● What to do:
**1.** In the passage on macadam roads, rewrite the section that begins at "The macadam method" and ends after "high toll receipts.", changing "corruption" to "dishonesty".
**2.** According to the passage on macadam roads, what was the first macadam road in North America?
**3.** Continue the passage on McAdam's road-building from its last sentence.

● Text segment:
McAdam had also been appointed surveyor to the Bristol Turnpike Trust in 1816, where he decided to remake the roads under his care with crushed stone bound with gravel on a firm base of large stones. A camber, making the road slightly convex, ensured rainwater rapidly drained off the road rather than penetrate and damage the road's foundations. This construction method, the greatest advance in road construction since Roman times, became known as "macadamisation", or, more simply, "macadam".

The macadam method spread very quickly across the world. The first macadam road in North America, the National Road, was completed in the 1830s and most of the main roads in Europe were subject to the McAdam process by the end of the nineteenth century.

Although McAdam was paid £5,000 for his Bristol Turnpike Trust work and made "Surveyor-General of Metropolitan Roads" in 1820, professional jealousy cut a £5,000 grant for expenses from the Parliament of the United Kingdom to £2,000 in 1827. His efficient road-building and management work had revealed the corruption and abuse of road tolls by unscrupulous turnpike trusts, many of which were run at a deliberate loss despite high toll receipts.

● Data for analysis:
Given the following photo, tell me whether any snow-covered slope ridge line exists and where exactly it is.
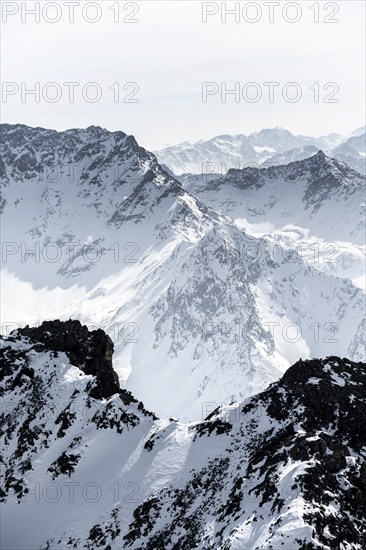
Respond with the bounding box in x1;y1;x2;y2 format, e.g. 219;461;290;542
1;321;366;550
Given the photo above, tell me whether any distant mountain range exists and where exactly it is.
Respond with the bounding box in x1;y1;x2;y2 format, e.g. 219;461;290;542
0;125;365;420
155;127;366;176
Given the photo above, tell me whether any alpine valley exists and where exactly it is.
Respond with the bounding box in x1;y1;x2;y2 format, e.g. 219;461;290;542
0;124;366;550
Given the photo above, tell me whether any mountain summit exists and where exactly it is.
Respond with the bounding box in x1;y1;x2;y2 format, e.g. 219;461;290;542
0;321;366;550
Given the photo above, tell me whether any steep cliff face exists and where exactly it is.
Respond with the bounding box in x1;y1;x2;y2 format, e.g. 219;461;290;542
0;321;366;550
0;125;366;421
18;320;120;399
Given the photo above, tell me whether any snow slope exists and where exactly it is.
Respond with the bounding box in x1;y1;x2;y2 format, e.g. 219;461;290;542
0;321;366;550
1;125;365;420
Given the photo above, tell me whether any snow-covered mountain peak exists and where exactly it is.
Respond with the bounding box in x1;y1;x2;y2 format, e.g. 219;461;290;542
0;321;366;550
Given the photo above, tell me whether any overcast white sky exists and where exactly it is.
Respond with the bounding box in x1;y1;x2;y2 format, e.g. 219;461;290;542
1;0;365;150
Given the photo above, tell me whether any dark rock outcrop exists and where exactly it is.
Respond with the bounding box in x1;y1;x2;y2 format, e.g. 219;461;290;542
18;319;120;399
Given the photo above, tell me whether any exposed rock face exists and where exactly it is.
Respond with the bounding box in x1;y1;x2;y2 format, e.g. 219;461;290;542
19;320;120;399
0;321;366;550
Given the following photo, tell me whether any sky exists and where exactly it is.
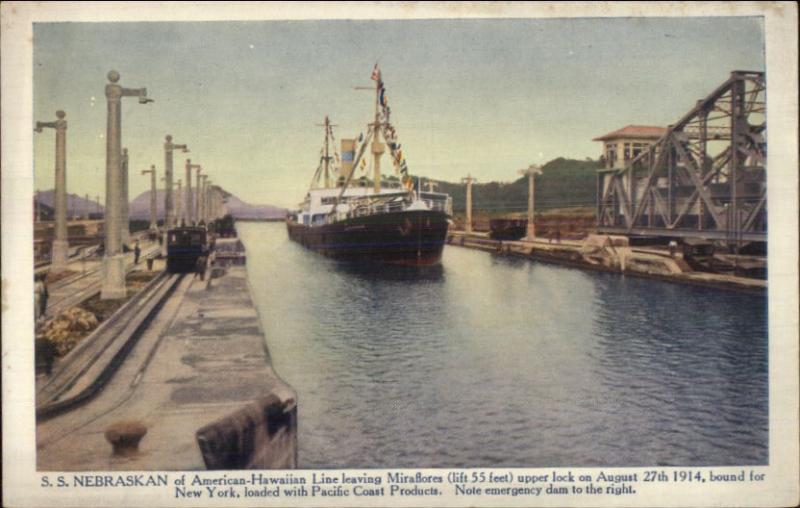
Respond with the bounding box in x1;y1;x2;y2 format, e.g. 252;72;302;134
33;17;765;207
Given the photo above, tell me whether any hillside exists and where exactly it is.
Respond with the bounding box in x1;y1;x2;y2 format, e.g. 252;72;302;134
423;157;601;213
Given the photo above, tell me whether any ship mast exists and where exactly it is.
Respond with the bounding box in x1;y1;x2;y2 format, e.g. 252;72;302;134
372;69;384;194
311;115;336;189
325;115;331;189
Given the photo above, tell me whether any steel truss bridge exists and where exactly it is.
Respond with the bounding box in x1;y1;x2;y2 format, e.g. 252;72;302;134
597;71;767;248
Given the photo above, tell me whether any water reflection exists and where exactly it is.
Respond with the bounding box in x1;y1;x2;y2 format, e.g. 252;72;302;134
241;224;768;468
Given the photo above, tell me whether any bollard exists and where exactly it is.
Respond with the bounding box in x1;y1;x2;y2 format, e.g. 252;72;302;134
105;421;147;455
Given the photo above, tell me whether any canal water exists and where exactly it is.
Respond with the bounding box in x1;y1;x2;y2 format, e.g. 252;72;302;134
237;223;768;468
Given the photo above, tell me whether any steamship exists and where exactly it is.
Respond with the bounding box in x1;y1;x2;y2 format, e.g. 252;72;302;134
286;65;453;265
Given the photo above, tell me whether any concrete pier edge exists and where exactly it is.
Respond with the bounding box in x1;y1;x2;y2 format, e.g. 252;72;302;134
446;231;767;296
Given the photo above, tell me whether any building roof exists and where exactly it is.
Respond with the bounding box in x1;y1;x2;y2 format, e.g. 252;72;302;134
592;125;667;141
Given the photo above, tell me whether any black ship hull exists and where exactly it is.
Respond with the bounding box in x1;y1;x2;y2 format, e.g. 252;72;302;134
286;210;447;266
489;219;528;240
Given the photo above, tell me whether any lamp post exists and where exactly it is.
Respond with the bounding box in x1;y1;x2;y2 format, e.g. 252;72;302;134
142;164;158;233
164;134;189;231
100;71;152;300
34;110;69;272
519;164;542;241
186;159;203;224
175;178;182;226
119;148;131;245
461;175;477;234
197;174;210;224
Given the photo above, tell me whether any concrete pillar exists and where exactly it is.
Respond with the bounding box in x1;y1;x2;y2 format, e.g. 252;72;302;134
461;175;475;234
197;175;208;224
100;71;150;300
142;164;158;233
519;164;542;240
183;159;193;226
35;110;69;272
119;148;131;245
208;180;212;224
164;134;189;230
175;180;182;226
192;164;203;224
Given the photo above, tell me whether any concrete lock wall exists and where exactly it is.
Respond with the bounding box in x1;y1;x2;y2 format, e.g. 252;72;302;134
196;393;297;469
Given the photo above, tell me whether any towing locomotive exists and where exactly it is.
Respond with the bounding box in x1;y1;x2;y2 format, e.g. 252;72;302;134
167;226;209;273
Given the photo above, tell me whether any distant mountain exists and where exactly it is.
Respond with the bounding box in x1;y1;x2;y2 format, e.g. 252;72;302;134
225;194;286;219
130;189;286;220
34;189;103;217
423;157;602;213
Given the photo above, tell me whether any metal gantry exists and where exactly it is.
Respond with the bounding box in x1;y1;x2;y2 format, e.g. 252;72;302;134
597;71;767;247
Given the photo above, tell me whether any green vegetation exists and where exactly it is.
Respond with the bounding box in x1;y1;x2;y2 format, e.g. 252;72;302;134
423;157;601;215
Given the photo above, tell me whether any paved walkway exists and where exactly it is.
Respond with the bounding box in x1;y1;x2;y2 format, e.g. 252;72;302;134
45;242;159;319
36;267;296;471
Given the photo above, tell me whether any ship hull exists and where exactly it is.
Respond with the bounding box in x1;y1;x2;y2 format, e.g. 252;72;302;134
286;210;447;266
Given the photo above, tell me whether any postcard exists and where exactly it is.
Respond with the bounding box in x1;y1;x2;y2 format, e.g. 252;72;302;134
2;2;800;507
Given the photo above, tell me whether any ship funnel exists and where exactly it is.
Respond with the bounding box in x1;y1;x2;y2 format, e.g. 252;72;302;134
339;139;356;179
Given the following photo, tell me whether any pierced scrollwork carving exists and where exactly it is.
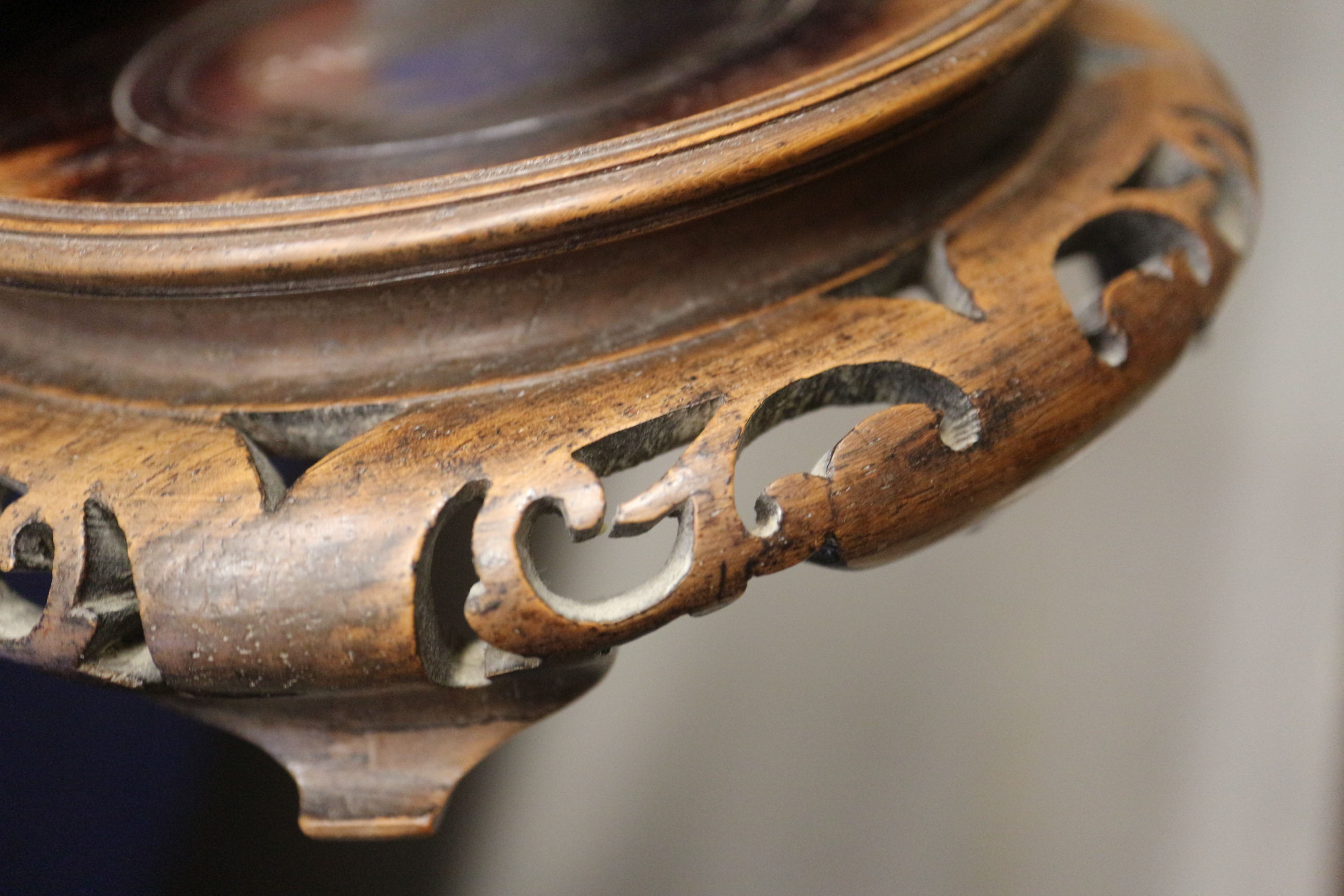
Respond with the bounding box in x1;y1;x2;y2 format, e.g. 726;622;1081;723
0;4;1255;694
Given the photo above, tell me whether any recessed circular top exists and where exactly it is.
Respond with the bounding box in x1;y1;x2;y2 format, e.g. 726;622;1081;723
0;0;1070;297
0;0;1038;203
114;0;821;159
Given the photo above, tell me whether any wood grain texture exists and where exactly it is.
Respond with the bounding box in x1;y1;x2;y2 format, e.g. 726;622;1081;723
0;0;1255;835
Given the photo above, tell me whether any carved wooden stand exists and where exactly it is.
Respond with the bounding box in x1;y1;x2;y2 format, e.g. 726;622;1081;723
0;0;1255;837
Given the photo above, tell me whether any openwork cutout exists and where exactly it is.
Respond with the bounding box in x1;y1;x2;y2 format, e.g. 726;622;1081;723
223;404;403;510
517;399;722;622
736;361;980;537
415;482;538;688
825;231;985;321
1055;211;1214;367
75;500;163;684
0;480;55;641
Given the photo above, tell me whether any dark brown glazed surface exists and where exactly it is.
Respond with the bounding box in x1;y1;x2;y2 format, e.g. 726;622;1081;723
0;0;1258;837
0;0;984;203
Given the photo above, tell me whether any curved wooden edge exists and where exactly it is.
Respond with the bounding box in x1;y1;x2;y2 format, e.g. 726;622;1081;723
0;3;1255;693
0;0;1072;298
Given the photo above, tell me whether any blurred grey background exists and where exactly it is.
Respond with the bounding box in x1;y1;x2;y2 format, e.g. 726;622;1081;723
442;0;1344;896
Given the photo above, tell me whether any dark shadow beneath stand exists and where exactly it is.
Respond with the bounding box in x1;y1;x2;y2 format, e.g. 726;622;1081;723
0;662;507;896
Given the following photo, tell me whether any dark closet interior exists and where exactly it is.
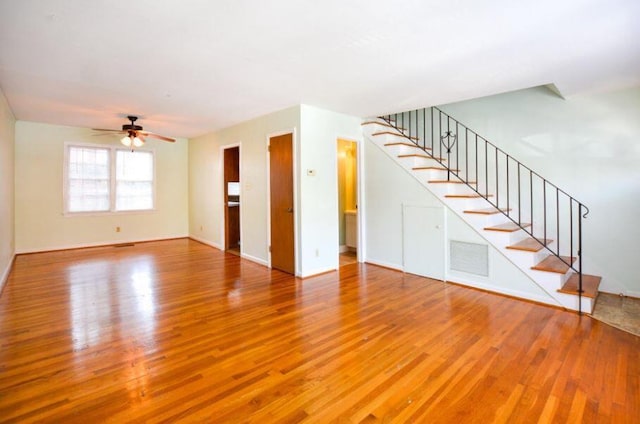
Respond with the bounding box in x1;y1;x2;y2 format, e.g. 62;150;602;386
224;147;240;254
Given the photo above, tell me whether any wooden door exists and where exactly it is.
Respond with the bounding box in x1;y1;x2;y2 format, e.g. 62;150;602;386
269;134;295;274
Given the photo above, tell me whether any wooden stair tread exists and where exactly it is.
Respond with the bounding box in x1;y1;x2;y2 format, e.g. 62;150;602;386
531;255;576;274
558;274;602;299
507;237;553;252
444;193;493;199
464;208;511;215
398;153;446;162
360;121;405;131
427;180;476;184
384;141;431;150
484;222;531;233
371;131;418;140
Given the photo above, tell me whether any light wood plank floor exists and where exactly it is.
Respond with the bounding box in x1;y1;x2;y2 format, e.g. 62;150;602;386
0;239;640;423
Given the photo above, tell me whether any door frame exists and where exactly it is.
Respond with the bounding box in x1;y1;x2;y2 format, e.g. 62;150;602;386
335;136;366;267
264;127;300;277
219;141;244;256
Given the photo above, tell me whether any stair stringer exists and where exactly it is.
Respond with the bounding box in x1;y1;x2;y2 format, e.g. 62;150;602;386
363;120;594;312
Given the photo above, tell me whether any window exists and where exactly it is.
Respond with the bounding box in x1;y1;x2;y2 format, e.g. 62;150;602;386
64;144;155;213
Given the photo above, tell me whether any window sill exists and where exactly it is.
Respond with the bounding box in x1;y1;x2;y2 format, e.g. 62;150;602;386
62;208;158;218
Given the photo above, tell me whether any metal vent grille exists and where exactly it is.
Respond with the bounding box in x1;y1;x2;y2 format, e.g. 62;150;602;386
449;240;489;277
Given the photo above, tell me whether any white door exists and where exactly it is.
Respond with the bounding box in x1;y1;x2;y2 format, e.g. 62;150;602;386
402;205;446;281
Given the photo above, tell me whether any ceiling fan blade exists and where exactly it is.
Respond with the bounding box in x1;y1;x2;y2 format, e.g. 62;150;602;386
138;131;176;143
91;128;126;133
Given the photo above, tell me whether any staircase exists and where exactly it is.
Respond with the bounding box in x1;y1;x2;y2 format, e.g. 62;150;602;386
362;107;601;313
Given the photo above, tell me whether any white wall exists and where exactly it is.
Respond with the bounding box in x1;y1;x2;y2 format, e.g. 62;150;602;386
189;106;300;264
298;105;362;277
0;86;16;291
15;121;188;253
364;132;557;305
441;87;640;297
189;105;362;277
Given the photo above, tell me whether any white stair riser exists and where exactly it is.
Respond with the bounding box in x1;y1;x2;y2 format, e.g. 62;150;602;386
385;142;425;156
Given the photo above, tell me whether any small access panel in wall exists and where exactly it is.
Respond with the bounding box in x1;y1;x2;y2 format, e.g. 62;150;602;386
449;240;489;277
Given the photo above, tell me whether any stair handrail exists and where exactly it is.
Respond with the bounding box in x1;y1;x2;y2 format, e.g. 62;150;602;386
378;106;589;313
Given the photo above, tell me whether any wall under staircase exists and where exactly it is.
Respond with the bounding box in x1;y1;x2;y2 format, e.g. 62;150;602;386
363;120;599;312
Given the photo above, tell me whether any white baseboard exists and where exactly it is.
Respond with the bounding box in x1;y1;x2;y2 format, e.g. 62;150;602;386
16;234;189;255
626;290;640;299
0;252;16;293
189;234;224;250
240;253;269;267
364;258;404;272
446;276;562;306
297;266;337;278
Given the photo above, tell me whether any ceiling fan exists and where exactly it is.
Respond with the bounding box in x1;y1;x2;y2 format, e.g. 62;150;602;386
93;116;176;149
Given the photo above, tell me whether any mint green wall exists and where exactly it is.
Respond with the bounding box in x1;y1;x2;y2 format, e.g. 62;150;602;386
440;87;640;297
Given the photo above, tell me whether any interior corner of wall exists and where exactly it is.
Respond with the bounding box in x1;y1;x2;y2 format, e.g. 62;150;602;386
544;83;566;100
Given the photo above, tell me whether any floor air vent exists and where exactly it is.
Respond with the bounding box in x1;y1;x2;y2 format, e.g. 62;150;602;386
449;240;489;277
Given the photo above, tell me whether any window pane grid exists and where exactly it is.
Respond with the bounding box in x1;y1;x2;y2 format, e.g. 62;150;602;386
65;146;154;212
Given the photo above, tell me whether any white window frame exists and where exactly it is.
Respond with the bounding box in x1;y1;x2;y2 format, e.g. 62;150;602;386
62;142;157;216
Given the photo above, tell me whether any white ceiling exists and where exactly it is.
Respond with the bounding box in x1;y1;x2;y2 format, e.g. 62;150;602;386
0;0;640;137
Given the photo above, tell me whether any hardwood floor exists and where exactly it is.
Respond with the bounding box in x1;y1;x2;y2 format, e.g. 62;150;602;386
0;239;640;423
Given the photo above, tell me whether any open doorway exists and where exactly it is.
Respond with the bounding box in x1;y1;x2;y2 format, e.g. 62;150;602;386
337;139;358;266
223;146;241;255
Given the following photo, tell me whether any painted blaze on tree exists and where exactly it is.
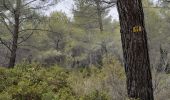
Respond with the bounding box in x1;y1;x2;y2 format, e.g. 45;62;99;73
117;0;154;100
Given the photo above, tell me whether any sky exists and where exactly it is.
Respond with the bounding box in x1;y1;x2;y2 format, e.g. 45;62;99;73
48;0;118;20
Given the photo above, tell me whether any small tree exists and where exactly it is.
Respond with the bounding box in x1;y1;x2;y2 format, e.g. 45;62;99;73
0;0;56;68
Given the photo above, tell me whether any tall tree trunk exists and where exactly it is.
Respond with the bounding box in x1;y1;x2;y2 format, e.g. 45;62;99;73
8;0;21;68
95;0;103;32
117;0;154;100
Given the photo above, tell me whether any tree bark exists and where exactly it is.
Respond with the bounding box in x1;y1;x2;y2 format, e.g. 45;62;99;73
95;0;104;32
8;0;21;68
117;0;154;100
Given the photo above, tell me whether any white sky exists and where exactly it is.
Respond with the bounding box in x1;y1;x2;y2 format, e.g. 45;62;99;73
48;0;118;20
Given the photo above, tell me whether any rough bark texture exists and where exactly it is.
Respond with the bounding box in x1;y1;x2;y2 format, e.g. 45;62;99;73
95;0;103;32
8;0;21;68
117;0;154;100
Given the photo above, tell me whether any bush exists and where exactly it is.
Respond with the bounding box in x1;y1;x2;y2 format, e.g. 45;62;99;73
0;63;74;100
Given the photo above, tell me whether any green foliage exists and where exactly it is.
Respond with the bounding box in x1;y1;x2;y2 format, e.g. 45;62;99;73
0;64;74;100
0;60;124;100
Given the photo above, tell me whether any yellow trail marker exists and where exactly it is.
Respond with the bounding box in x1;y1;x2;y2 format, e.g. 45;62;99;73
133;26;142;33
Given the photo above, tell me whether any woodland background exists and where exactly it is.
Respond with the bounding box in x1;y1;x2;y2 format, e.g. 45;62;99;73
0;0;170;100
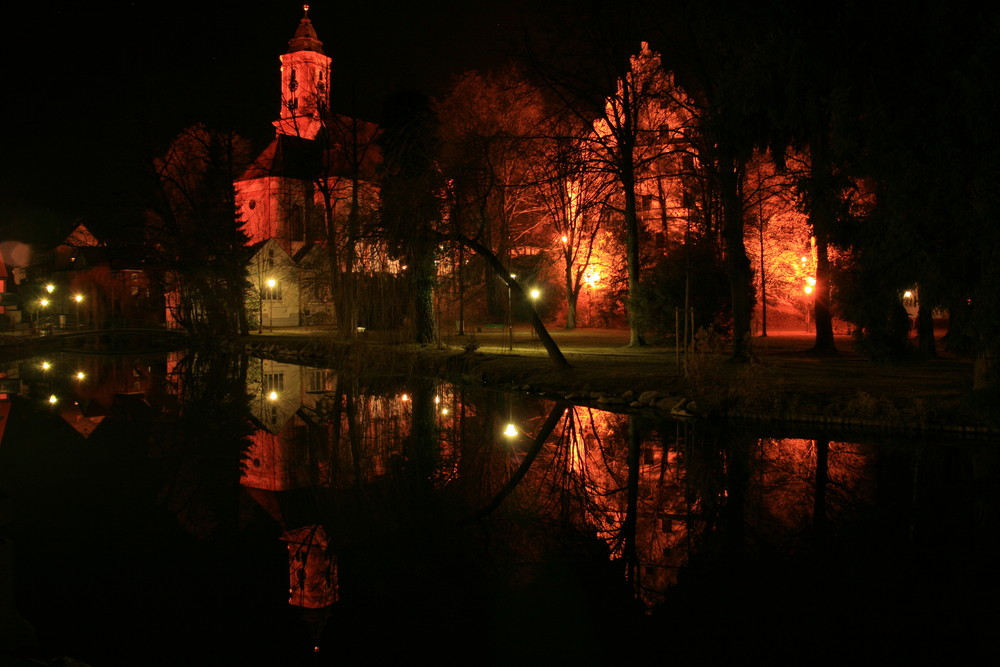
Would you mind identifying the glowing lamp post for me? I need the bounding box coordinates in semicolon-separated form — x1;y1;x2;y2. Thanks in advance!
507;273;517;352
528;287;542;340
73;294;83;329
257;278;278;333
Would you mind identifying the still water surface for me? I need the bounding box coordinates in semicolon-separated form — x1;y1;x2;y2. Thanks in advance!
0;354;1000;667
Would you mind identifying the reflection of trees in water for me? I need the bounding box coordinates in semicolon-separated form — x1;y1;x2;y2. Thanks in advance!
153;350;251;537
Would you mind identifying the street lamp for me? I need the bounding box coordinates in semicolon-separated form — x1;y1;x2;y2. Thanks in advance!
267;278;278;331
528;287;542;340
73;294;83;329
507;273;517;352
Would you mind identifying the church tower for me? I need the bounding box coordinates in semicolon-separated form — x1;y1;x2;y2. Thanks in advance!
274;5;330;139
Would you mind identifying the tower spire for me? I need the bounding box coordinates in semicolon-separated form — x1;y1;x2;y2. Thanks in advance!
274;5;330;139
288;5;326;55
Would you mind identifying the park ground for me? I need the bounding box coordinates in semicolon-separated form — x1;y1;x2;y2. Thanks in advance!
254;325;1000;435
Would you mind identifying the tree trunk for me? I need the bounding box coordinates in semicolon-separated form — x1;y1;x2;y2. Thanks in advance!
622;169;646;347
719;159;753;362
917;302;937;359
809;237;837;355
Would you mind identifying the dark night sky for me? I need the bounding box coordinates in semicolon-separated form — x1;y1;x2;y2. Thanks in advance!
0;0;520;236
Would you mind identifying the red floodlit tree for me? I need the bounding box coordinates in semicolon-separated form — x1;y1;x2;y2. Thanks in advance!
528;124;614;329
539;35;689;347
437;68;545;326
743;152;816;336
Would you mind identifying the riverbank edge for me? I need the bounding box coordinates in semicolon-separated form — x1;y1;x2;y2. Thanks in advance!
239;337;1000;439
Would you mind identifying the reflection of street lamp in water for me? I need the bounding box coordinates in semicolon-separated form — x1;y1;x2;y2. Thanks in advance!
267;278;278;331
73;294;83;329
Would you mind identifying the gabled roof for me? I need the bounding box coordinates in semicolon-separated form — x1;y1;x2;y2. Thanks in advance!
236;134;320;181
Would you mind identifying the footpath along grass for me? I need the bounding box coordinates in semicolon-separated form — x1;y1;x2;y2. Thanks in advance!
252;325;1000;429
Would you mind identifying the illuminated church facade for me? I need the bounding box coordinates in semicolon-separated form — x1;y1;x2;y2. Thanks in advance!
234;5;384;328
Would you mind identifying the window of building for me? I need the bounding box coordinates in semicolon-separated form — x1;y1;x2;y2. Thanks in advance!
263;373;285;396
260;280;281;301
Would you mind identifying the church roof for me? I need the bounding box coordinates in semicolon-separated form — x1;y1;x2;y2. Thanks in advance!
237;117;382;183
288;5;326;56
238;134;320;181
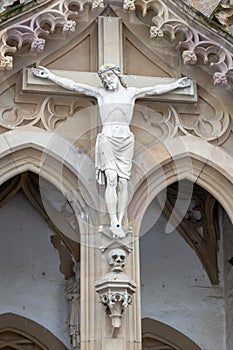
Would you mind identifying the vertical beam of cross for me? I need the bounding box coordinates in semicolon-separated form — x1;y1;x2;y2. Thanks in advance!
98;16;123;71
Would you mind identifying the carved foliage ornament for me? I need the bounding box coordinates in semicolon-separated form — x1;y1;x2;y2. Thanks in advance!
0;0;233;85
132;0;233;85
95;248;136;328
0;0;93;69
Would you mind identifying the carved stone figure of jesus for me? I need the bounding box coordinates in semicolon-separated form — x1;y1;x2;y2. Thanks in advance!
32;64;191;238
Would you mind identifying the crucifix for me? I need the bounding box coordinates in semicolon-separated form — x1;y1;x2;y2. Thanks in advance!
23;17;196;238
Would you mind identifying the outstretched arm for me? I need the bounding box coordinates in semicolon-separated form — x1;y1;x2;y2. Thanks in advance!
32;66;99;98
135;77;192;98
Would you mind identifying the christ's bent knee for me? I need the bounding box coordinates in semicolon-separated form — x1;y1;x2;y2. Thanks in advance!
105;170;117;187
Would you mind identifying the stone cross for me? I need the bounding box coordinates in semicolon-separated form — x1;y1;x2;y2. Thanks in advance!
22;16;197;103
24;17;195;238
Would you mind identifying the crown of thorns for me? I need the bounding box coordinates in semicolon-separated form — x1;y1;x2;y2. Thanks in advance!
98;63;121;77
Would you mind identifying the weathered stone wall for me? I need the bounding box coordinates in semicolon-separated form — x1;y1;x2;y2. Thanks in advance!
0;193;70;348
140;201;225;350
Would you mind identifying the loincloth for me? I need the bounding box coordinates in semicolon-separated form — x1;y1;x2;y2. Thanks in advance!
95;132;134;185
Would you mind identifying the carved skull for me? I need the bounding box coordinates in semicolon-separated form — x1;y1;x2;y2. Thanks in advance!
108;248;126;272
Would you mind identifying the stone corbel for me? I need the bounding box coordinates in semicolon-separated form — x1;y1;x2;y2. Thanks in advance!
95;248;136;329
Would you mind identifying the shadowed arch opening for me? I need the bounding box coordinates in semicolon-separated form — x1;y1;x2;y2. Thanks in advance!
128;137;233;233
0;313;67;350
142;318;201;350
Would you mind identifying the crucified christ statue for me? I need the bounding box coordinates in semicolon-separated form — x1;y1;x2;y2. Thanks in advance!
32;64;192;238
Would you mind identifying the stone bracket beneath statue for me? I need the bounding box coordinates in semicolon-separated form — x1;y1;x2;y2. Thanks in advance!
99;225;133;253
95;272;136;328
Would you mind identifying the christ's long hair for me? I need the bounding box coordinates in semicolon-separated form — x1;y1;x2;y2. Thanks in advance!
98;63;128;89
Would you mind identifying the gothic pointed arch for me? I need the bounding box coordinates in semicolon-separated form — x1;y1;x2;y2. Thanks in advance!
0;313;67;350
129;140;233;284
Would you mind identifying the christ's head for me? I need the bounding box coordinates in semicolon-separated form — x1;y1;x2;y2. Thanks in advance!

● Answers to the exercise:
**1.**
The macadam method spread very quickly across the world. The first macadam road in North America, the National Road, was completed in the 1830s and most of the main roads in Europe were subject to the McAdam process by the end of the nineteenth century.

Although McAdam was paid £5,000 for his Bristol Turnpike Trust work and made "Surveyor-General of Metropolitan Roads" in 1820, professional jealousy cut a £5,000 grant for expenses from the Parliament of the United Kingdom to £2,000 in 1827. His efficient road-building and management work had revealed the dishonesty and abuse of road tolls by unscrupulous turnpike trusts, many of which were run at a deliberate loss despite high toll receipts.

**2.** The National Road.

**3.**
== Death and descendants ==
McAdam died in Moffat, Dumfriesshire, while returning to his home in Hoddesdon, Hertfordshire, from his annual summer visit to Scotland. His three sons, and in turn four grandsons, followed him into the profession and assisted with the management of turnpike trusts around the country. His second surviving son, James Nicoll McAdam, the "Colossus of Roads", was knighted for managing turnpike trusts: a knighthood, it is said, previously offered to his father but declined.